### Exercise description
Output all of the data verbatim.

= Beginning of Section =

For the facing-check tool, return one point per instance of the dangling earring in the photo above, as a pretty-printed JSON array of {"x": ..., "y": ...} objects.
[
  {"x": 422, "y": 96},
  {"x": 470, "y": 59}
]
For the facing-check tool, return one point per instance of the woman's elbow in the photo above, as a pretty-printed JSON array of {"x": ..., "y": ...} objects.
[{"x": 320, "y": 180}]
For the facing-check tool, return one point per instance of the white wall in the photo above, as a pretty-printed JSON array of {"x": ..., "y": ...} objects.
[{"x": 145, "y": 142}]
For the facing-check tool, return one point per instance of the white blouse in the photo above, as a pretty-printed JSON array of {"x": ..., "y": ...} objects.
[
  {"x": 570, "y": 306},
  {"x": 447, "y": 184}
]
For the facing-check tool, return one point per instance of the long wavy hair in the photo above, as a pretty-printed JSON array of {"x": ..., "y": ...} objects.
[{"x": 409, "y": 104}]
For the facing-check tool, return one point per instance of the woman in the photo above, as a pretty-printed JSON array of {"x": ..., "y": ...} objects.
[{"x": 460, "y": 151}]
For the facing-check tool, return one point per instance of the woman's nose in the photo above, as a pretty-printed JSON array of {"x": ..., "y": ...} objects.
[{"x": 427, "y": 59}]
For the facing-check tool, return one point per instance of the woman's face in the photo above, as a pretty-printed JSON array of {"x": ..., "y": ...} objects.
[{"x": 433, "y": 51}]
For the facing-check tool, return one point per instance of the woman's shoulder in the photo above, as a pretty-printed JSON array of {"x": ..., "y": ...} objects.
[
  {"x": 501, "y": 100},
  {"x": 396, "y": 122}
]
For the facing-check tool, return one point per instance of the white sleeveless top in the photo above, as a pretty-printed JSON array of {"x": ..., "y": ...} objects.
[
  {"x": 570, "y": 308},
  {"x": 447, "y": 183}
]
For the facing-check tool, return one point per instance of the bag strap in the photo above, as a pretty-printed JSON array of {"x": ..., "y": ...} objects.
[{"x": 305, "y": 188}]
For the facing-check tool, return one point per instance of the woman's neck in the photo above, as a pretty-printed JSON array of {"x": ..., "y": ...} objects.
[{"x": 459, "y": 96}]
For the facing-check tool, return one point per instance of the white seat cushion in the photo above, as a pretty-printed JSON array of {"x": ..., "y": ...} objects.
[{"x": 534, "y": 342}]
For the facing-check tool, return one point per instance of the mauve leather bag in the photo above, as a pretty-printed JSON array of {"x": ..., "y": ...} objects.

= End of Section =

### Your solution
For the facing-check tool, return one point per instance of the dangling earring in the photo above, as a pretty-printed JSON array of {"x": ..., "y": ...} objects.
[
  {"x": 422, "y": 96},
  {"x": 470, "y": 59}
]
For the facing-check tool, return one point per instance of the woman's elbow in the photo above, as a pretty-printed JSON array of {"x": ..., "y": ...} objects.
[{"x": 320, "y": 180}]
For the facing-check tool, return one point per instance of the white wall in the photo above, as a pretty-printed JSON array of {"x": ..., "y": ...} objects.
[{"x": 145, "y": 142}]
For the facing-check tool, return one point per instance of the white blouse in the photo above, as a pretty-printed JSON array of {"x": ..., "y": ...} objects.
[
  {"x": 570, "y": 306},
  {"x": 447, "y": 184}
]
For the facing-check tool, return one point per instance of the long wavy hair in the photo above, as a pretty-printed JSON array of {"x": ..., "y": ...} objects.
[{"x": 409, "y": 104}]
For the facing-check tool, return one point per instance of the woman in the photo above, as a pretty-printed JSON array of {"x": ..., "y": ...} objects.
[{"x": 460, "y": 151}]
For the facing-check tool, return one point per instance of the woman's nose in the photo above, as a pretty-printed JSON array of {"x": ..., "y": ...} objects.
[{"x": 427, "y": 59}]
For the facing-check tool, return one point per instance of the woman's face in the photo above, as a pretty-printed JSON array of {"x": ..., "y": ...} objects.
[{"x": 433, "y": 51}]
For the facing-check tool, return one point per instance of the woman's shoulder in the photo above, as a pretty-printed JSON array of {"x": ..., "y": ...} objects.
[
  {"x": 501, "y": 100},
  {"x": 396, "y": 122}
]
For the facing-check tool, return one point per instance of the white sleeveless top in the photo above, as a pretty-printed JSON array of {"x": ..., "y": ...} objects.
[
  {"x": 570, "y": 308},
  {"x": 447, "y": 183}
]
For the facing-check tool, return one point per instance of the bag strap in the photo above, as a pretty-printed JSON array of {"x": ..., "y": ...} objects.
[{"x": 305, "y": 188}]
For the facing-check tool, return one point per instance of the woman's neck in the photo above, as a pretty-printed JSON array of {"x": ..., "y": ...} objects.
[{"x": 459, "y": 96}]
For the facing-check tool, return one point per instance of the white seat cushion in the photo above, as a pretty-printed JSON array of {"x": ..., "y": ...} objects.
[{"x": 534, "y": 342}]
For the facing-check tool, return one point per instance of the mauve leather bag in the photo above, as a pretty-printed JSON array of {"x": ..., "y": ...} objects.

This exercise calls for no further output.